:: WHAT YOU WILL DO ::
Copy out only the span from the line with "mouth in the photo above." to the end of the data, both ends kept, word for word.

═════ DATA PROVIDED ═════

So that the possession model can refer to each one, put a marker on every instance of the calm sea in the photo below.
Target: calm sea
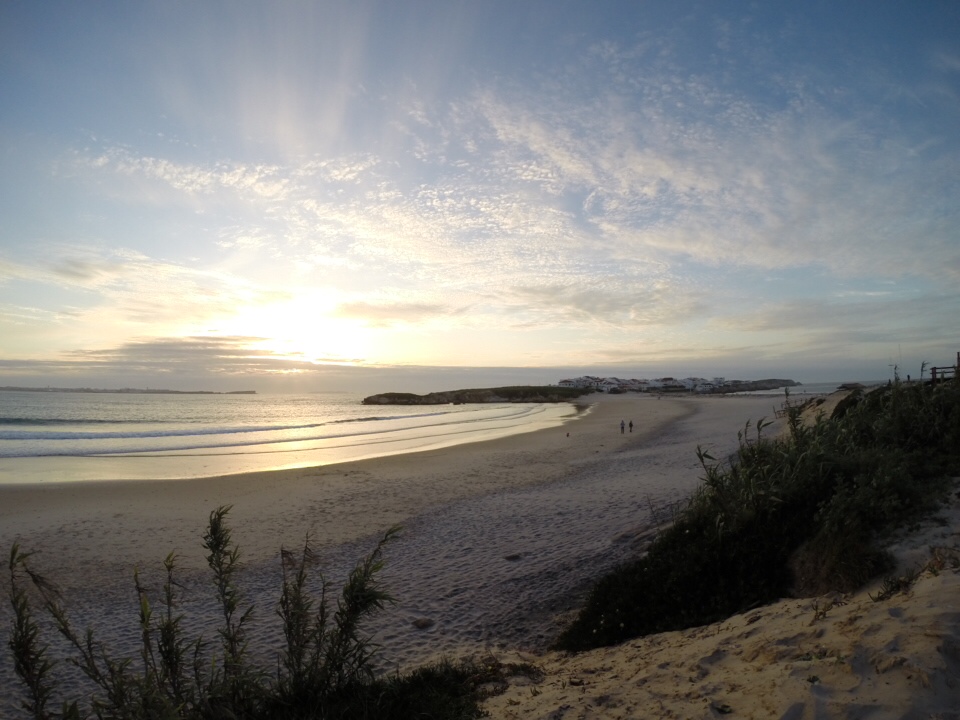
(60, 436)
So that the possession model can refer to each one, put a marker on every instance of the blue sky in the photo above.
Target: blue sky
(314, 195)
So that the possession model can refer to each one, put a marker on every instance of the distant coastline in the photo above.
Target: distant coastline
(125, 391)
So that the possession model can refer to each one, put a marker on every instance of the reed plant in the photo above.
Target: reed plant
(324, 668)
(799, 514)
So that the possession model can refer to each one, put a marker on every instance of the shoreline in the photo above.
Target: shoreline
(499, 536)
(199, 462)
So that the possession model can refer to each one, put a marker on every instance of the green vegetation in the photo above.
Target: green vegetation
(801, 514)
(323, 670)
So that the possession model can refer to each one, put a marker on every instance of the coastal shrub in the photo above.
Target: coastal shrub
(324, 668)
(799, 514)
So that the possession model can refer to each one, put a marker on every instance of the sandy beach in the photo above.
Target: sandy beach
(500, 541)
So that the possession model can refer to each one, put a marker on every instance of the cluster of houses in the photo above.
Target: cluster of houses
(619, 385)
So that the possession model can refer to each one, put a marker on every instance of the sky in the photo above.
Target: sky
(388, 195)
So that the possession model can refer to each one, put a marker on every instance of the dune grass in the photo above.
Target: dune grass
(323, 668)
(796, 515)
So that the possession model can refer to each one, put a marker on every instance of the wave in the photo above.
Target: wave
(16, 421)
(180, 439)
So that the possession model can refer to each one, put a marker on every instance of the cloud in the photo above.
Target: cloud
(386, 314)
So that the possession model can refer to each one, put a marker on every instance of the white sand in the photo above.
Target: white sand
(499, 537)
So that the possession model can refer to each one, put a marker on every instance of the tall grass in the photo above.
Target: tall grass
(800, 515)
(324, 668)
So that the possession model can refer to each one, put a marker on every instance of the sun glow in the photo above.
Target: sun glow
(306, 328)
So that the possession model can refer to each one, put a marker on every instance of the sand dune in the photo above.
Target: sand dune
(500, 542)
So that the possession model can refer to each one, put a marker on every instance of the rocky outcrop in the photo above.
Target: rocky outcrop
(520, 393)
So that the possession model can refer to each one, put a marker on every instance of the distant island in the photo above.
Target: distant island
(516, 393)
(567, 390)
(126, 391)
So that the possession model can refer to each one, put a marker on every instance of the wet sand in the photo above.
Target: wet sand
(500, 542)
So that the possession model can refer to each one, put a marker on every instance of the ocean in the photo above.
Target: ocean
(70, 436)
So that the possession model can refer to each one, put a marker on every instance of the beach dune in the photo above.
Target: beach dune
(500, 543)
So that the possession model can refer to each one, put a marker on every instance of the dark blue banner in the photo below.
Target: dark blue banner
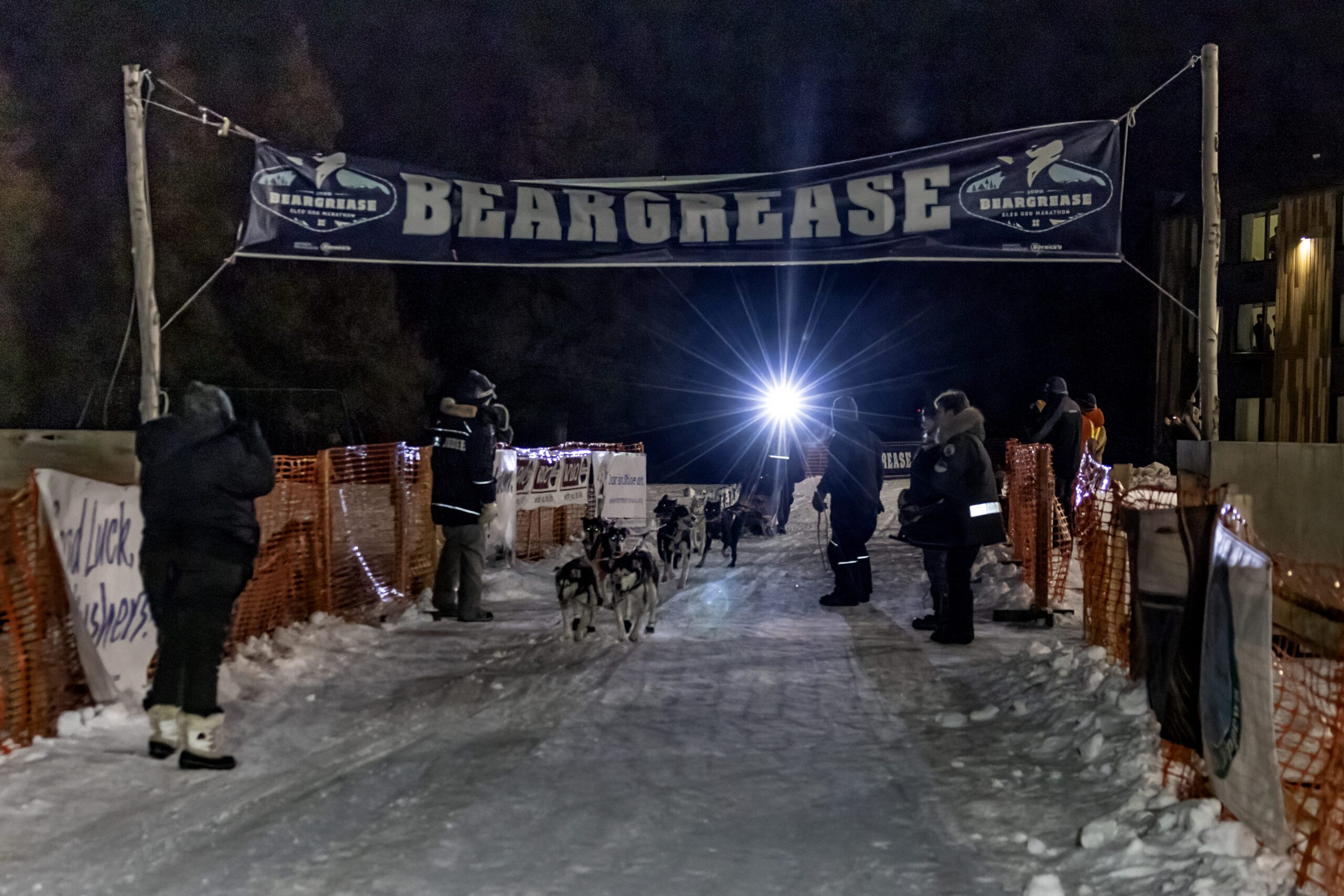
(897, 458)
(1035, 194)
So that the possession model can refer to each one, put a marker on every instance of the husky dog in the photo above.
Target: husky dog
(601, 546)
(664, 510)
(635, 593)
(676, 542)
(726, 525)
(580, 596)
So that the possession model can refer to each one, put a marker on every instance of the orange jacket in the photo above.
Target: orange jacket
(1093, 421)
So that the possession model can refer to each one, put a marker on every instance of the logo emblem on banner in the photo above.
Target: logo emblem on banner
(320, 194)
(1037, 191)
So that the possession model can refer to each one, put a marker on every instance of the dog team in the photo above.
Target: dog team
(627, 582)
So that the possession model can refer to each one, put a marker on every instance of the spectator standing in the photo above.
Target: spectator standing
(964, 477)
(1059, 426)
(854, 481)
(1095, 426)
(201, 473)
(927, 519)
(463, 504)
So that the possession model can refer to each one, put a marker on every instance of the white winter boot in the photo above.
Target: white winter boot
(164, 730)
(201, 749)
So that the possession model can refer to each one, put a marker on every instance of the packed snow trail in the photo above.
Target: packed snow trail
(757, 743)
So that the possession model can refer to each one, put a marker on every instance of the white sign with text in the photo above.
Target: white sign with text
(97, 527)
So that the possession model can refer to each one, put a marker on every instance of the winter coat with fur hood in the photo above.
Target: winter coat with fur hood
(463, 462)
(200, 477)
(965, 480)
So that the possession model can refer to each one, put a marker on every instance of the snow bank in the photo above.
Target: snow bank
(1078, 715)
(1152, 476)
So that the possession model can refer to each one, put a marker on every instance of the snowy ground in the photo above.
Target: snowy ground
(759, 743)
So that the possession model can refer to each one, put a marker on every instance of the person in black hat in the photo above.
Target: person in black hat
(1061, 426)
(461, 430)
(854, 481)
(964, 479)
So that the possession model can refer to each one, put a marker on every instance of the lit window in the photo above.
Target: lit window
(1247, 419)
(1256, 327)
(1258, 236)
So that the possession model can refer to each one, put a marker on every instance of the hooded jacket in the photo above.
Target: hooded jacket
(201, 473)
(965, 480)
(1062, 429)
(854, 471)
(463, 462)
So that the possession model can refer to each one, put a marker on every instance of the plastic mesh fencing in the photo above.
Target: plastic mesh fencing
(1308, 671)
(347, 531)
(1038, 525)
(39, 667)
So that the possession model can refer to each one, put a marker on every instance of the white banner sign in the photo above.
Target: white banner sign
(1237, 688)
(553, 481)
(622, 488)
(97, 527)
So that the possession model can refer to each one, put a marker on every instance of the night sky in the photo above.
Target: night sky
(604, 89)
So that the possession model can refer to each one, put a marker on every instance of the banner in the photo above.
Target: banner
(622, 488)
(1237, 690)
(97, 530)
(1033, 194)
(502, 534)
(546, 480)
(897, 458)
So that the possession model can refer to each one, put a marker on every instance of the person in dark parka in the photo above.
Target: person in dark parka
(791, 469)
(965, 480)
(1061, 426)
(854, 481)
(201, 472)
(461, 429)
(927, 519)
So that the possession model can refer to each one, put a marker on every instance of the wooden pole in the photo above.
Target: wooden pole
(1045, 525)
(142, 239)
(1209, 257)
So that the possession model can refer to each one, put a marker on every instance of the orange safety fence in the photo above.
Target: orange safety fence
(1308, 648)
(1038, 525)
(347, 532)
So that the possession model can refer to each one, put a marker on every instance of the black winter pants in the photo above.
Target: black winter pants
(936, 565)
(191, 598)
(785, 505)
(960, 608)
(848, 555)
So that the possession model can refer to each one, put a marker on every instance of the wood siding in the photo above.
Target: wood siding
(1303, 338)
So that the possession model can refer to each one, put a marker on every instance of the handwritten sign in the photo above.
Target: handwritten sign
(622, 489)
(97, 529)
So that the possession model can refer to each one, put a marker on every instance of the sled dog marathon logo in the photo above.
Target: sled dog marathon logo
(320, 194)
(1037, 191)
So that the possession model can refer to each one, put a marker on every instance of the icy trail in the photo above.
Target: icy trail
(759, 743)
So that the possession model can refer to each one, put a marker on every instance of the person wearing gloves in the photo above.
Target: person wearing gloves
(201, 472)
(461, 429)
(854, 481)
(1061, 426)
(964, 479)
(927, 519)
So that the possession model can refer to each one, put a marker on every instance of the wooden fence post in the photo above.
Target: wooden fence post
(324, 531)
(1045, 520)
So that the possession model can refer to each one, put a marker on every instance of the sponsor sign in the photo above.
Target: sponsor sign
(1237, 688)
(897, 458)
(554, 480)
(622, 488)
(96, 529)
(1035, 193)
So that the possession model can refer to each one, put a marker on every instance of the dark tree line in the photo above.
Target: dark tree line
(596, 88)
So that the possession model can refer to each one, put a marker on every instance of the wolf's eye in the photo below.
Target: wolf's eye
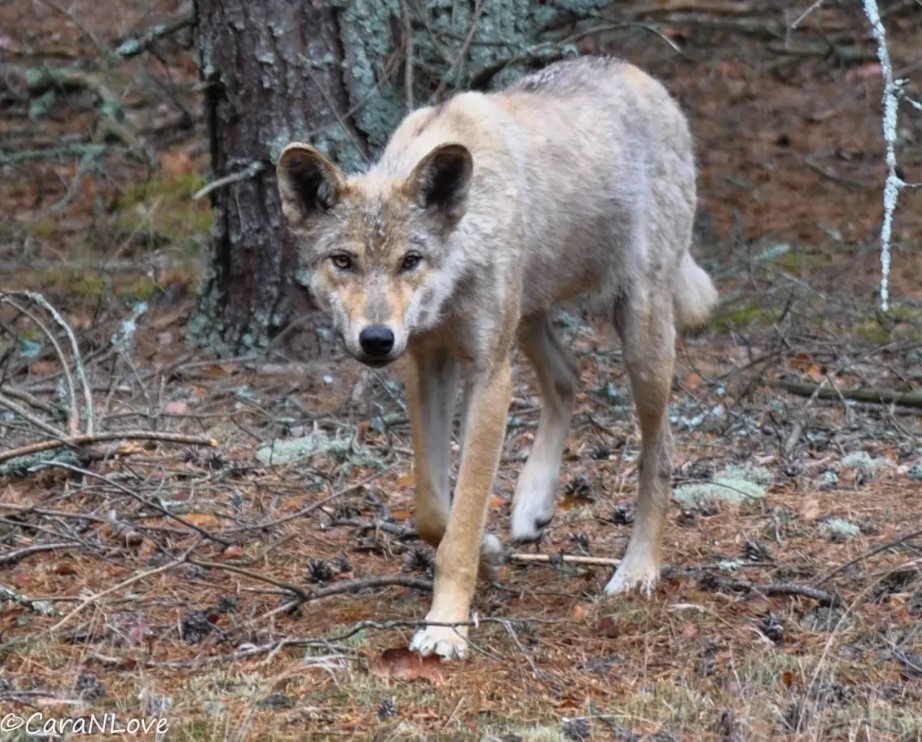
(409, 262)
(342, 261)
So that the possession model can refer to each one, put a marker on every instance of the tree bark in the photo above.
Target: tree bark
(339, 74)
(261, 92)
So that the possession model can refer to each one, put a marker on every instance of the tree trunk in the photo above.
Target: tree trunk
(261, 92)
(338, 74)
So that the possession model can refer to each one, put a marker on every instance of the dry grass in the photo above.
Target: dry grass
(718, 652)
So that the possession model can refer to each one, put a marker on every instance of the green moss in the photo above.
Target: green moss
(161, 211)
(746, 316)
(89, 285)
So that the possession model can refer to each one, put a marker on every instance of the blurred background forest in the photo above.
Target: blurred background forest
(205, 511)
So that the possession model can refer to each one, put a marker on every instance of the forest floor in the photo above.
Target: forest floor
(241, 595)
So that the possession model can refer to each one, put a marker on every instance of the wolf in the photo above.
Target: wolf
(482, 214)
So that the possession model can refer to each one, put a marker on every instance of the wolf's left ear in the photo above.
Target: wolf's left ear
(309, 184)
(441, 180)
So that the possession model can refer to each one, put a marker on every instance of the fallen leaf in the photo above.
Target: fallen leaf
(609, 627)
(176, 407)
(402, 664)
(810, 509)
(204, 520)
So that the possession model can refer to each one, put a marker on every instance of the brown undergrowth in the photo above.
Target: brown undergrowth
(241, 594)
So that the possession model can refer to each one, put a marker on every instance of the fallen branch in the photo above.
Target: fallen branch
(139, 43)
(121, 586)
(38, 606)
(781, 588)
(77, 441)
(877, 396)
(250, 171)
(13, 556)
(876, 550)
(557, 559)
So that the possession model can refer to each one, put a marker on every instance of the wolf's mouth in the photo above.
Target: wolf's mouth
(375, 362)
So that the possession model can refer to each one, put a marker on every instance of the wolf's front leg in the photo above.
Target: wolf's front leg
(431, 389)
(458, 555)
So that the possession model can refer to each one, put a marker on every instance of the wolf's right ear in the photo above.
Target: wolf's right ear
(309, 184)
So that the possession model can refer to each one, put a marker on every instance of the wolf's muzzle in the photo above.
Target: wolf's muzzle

═════

:: CORRECT ANSWER ::
So that the possession model can refer to each one, put a marker on every instance of the wolf's mouth in the photo above.
Target: wolf's mouth
(375, 362)
So that the possession model can refer to each one, put a marker on every instance of the wolf's front leg in the photo above.
Target: wolf's front leg
(431, 389)
(458, 555)
So that the possession model can refer to each one, put a marker on every instance of the wolf's right ear in the photo above.
Target: wolf's right ear
(309, 184)
So that the possession model can refer to each one, put a marker on every instance of the wolf's muzzle in the photo above.
Target: wolf's muzzle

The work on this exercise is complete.